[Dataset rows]
┄┄┄┄┄┄

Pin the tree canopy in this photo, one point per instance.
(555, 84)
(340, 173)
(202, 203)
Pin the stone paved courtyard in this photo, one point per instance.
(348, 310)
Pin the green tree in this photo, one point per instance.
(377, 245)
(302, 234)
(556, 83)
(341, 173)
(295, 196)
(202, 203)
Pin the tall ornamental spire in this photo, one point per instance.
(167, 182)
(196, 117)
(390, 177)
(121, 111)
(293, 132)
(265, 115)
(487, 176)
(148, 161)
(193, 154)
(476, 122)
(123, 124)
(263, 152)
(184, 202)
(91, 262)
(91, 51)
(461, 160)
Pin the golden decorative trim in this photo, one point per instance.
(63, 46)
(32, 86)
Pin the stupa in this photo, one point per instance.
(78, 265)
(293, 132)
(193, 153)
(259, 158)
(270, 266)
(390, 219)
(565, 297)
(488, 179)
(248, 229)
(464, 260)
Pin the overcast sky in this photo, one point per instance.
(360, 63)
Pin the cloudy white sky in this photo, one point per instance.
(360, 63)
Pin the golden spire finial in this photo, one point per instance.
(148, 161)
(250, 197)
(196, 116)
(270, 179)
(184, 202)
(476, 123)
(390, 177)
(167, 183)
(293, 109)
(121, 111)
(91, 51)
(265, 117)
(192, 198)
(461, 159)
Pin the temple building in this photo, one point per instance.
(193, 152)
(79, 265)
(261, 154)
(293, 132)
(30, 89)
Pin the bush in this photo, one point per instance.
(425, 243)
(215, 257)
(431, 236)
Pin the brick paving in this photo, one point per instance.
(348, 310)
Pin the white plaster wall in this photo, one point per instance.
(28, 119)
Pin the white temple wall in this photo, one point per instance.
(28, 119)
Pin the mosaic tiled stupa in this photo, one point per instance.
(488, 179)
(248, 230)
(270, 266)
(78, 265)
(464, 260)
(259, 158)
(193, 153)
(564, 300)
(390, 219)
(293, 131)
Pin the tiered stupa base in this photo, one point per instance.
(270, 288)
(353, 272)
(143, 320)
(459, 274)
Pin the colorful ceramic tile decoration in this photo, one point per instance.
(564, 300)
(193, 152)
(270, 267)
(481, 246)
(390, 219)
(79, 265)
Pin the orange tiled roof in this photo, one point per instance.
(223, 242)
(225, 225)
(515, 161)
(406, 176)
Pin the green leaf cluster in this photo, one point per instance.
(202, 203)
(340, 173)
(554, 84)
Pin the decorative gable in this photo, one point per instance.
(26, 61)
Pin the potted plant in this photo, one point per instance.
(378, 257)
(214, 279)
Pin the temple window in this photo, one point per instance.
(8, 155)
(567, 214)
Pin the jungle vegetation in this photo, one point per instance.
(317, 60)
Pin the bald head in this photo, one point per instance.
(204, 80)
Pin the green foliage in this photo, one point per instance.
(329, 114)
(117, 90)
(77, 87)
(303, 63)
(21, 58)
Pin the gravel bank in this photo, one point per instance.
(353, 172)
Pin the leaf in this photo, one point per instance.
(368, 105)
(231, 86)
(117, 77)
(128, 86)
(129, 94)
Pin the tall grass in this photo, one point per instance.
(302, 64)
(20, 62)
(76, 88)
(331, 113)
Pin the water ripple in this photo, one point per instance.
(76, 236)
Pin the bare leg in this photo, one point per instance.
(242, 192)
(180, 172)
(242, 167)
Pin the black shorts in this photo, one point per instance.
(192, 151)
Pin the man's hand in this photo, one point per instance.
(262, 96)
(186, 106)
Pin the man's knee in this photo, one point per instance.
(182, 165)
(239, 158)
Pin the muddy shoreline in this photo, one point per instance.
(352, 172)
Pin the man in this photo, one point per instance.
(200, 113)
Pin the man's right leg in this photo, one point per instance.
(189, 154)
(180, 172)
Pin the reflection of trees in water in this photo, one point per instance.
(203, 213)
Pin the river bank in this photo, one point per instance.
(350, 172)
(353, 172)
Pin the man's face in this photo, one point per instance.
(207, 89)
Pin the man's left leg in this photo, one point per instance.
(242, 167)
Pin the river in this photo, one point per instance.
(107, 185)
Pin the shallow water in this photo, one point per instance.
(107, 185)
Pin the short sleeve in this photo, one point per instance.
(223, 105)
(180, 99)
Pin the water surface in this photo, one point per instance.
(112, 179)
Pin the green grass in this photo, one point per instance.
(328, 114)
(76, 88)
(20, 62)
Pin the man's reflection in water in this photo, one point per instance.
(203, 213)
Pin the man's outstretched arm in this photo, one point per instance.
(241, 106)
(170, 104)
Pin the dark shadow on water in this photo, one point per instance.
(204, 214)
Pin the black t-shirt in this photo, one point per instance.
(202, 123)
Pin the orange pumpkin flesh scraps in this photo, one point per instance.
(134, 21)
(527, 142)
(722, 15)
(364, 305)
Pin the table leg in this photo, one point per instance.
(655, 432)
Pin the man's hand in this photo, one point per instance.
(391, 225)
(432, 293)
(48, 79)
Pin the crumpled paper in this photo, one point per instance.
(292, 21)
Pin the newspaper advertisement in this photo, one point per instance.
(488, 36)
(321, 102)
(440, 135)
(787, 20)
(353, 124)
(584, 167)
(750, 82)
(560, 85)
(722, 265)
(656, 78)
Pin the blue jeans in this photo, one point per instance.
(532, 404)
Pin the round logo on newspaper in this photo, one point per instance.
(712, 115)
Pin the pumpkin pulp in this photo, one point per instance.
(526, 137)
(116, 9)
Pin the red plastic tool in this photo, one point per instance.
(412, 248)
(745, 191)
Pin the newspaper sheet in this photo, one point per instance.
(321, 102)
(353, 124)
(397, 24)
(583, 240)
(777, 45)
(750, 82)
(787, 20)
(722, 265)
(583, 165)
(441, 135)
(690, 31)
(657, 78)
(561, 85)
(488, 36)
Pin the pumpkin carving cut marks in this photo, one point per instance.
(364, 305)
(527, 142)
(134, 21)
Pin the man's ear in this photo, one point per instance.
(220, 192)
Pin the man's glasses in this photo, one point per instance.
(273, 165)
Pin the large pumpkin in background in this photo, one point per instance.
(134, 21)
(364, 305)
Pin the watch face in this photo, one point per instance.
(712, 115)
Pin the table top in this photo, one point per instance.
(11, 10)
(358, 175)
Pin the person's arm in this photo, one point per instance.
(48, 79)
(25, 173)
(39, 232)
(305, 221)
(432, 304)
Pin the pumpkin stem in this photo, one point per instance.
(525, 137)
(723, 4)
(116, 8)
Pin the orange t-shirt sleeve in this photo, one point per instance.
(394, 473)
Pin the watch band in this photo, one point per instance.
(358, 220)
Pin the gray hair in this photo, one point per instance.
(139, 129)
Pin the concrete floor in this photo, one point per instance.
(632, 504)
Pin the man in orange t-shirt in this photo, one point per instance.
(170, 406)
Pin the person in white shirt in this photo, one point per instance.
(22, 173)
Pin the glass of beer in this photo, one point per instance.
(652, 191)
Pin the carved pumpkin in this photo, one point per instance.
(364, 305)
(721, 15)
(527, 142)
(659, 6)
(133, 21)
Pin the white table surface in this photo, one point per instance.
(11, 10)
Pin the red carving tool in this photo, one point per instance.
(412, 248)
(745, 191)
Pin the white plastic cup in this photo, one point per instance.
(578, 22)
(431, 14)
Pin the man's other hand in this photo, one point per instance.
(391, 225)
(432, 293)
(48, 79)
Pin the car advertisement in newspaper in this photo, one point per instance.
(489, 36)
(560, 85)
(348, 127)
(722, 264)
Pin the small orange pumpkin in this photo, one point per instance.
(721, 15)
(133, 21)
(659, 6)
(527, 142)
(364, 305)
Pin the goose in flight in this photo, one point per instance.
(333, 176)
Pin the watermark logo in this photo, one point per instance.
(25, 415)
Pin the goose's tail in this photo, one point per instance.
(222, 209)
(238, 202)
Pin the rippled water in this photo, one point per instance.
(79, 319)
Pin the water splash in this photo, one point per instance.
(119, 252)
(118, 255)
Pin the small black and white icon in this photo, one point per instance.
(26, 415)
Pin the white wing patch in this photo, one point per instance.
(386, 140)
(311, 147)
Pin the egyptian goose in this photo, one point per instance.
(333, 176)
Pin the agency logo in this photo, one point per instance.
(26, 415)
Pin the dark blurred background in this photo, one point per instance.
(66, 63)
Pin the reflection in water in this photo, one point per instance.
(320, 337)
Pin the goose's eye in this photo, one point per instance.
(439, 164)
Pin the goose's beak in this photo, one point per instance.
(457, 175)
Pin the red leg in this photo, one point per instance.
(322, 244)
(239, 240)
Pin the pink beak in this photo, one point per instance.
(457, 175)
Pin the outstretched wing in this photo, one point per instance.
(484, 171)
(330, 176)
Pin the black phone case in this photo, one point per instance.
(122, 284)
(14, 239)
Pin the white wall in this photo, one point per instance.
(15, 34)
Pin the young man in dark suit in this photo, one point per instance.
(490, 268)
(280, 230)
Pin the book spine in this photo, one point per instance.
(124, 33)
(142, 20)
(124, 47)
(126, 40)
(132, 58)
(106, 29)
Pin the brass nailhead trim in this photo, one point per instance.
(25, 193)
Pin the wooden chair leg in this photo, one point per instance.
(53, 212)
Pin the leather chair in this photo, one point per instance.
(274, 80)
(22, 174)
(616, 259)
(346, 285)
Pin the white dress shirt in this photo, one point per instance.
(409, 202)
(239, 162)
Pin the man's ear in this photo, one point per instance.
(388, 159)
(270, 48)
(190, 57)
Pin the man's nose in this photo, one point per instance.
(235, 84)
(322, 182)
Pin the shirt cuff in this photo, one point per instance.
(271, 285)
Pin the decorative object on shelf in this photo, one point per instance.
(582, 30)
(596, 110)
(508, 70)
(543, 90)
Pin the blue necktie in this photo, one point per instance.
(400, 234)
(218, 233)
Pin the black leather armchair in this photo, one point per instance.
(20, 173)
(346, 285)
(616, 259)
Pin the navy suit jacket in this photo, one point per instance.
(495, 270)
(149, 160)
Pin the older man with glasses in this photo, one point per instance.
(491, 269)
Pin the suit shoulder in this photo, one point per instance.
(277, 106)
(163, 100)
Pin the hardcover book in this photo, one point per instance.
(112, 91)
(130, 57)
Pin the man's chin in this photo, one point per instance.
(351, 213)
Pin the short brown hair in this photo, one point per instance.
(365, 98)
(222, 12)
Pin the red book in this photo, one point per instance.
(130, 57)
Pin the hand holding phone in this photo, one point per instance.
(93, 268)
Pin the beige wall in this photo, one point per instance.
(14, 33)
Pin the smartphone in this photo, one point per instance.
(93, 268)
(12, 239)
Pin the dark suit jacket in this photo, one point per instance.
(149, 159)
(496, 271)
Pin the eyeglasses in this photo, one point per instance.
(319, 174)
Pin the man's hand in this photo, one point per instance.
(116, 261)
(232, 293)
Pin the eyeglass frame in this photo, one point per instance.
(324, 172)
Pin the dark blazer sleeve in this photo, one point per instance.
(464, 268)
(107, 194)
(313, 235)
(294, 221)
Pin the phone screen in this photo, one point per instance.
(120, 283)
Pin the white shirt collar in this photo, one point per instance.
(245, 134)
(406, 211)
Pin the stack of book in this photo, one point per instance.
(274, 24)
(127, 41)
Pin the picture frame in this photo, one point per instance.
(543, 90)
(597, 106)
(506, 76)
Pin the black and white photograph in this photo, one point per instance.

┄┄┄┄┄┄

STATED PROBLEM -> Reproduce the material from the line containing "Pin the black leather" through the end of the material, renaming "hardcover" to "paperback" and leaving everything else unchanged.

COMPLETED EXERCISE ->
Pin the black leather armchair in this photo, one point per instance.
(20, 173)
(346, 285)
(616, 259)
Pin the navy suit jacket in this photo, one point per instance.
(495, 270)
(149, 160)
Pin the older man with glasses in this photo, one point per instance.
(491, 269)
Pin the suit shoulder in this photo, one point per instance.
(277, 106)
(163, 100)
Pin the paperback book in this photo, one point per instance.
(112, 91)
(130, 57)
Pin the man's chin in this photo, one point per instance.
(351, 213)
Pin the short brown hair in this photo, one point per instance.
(365, 98)
(222, 12)
Pin the red book in this photo, one point per instance.
(130, 57)
Pin the hand holding phone in this photo, one point per instance.
(93, 268)
Pin the beige wall in this photo, one point per instance.
(14, 33)
Pin the smartphone in this photo, one point per instance.
(93, 268)
(12, 239)
Pin the dark suit jacket in this photo, one point per instance.
(149, 159)
(496, 271)
Pin the eyeglasses in this photo, one point per instance.
(319, 174)
Pin the man's hand in this photo, one point per instance.
(116, 261)
(232, 293)
Pin the eyeglass frame in this photo, one point per instance.
(324, 172)
Pin the dark blazer sleeve in this photo, one point per instance.
(464, 268)
(107, 194)
(313, 235)
(294, 221)
Pin the phone screen in this photo, one point per instance.
(120, 283)
Pin the white shirt collar in this photo, one point per instance.
(245, 134)
(406, 211)
Pin the stack of book in this photo, one point per instance.
(274, 24)
(127, 41)
Pin the picture frame in this photo, one point per instance.
(543, 90)
(597, 106)
(506, 76)
Pin the black and white photograph in this photo, one point per instance.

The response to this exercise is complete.